### Direction
Pick out every line in the entries below that contains the word "retaining", and copy each of those lines.

### Data for processing
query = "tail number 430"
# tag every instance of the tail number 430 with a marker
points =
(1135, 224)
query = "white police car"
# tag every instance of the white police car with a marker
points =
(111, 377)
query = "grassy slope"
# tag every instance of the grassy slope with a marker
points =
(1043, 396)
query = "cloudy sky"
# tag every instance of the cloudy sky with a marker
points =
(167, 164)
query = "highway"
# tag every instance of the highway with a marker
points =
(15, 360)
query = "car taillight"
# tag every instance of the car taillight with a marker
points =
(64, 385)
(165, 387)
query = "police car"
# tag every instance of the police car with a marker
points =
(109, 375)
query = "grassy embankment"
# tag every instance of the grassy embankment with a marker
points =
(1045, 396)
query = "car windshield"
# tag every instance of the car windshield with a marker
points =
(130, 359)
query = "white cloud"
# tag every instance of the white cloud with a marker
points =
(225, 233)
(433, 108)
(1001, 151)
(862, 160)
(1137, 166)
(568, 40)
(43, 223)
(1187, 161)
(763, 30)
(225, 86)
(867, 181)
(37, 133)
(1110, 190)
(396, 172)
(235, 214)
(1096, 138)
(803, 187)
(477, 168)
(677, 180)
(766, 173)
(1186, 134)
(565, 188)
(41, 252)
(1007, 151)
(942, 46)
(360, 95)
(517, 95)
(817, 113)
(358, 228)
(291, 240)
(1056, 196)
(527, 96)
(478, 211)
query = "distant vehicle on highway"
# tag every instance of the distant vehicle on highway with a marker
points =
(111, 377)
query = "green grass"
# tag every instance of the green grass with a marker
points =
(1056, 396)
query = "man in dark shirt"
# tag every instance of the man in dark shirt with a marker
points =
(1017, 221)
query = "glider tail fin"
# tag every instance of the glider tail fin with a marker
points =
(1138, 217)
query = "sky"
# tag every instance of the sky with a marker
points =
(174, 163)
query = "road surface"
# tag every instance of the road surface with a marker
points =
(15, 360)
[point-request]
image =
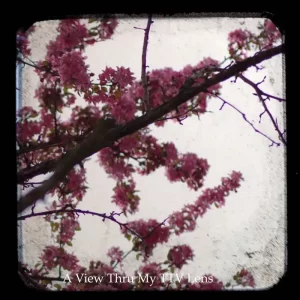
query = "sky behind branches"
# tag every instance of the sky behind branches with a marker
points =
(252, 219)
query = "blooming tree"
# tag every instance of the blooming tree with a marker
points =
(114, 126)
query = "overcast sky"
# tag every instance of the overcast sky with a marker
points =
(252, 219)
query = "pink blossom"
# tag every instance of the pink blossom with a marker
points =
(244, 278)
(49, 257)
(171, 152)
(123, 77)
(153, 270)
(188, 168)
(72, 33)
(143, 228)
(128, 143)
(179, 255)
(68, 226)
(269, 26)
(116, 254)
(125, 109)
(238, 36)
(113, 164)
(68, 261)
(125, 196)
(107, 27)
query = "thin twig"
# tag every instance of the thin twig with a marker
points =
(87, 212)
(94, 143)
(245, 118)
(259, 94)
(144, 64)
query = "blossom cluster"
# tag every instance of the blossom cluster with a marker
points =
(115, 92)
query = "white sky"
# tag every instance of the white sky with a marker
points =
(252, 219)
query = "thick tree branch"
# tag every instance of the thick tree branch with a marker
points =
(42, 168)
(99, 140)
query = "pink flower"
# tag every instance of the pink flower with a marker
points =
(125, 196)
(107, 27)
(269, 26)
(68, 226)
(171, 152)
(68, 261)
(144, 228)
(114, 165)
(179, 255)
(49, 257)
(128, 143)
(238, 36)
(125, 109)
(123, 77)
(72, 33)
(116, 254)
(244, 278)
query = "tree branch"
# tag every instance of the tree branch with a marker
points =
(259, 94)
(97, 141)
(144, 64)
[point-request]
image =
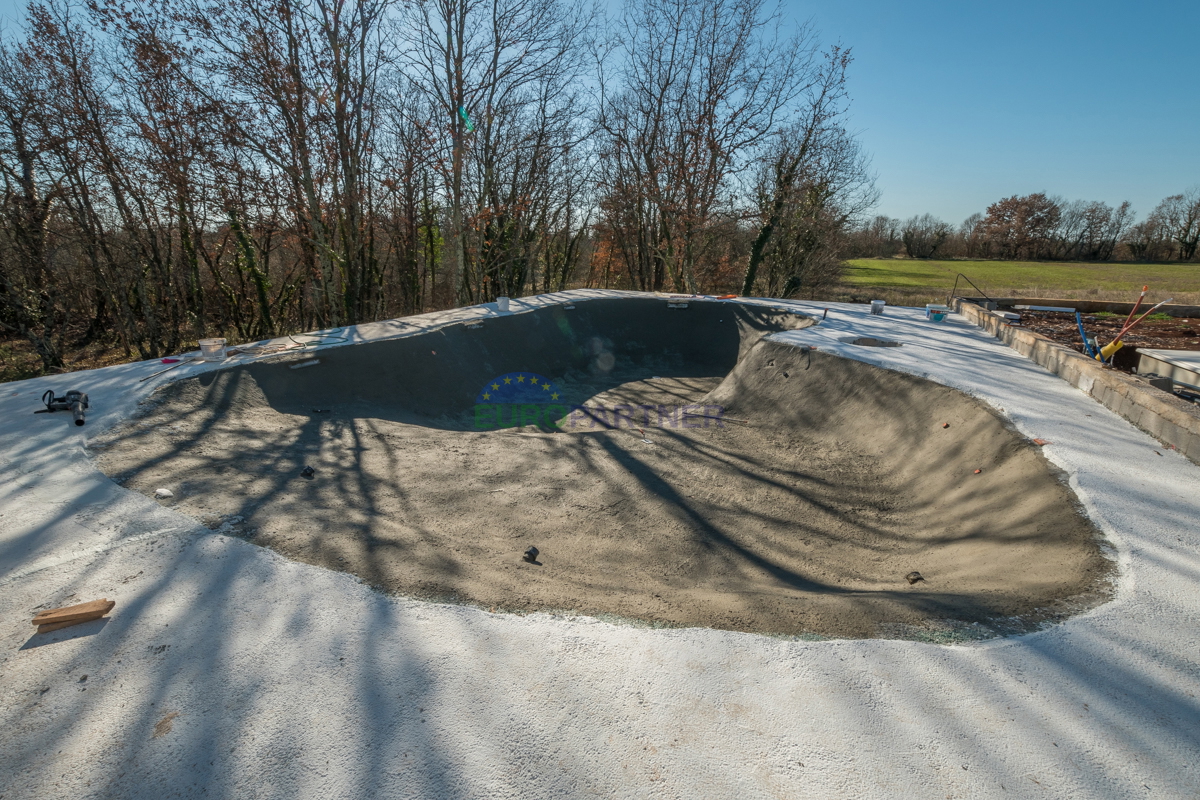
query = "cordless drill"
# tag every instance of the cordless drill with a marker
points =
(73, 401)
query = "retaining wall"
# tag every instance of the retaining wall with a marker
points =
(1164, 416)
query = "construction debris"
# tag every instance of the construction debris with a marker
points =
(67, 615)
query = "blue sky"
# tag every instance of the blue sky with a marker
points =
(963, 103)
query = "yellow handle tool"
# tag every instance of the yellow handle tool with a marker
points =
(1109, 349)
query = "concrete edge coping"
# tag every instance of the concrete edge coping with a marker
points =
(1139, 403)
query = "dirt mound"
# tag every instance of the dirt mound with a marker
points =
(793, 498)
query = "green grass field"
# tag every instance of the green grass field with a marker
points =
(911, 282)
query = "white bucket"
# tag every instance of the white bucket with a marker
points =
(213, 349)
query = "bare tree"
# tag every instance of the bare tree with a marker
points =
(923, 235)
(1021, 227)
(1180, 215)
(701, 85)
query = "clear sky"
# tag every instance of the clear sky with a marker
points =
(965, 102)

...

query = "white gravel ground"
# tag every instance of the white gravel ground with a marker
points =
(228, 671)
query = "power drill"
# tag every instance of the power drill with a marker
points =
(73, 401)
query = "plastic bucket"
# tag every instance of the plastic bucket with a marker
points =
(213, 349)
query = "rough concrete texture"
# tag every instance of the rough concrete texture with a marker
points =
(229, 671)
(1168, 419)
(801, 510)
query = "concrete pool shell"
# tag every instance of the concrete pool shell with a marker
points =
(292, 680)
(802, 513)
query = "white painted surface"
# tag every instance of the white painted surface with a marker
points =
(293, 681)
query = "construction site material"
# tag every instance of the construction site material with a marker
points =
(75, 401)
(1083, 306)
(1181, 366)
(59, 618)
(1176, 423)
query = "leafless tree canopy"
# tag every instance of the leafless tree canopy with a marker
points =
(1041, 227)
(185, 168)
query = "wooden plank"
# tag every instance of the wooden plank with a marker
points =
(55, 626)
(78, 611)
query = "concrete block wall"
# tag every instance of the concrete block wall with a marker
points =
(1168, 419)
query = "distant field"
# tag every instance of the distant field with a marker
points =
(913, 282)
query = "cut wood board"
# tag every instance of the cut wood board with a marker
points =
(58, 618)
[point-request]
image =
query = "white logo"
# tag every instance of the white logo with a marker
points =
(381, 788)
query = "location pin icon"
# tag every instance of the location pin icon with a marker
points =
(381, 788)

---

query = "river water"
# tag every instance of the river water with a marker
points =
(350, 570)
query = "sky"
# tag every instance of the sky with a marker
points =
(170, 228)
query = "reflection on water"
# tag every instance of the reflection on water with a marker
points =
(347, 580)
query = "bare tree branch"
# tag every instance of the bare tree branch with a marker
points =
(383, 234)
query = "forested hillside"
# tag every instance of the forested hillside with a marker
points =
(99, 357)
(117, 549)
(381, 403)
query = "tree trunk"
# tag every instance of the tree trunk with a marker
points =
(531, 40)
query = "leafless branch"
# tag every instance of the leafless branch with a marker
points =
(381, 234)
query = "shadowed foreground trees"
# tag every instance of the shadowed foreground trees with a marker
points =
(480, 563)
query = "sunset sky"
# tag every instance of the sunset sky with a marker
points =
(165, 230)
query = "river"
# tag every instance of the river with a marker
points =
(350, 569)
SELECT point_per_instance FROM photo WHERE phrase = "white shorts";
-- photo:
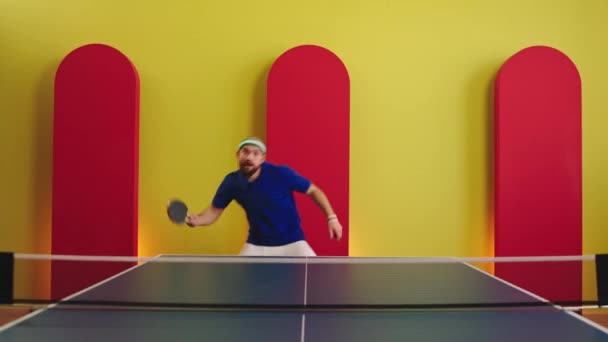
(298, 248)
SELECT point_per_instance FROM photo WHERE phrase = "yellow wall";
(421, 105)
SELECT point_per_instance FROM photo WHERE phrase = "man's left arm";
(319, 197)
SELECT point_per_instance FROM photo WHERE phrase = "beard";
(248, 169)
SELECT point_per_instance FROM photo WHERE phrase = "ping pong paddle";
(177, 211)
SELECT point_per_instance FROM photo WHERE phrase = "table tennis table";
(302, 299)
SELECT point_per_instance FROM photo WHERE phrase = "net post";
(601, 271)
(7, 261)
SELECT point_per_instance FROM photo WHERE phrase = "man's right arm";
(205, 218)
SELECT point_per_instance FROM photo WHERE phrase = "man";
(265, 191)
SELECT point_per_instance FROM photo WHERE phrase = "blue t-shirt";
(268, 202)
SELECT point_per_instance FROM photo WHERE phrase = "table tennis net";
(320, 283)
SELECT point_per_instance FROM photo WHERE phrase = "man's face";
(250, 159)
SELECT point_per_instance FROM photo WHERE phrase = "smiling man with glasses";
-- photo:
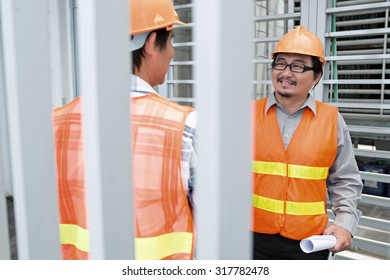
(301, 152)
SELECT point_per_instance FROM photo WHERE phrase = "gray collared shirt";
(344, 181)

### Result of this exercise
query = "retaining wall"
# tag every instance of the retaining wall with a marker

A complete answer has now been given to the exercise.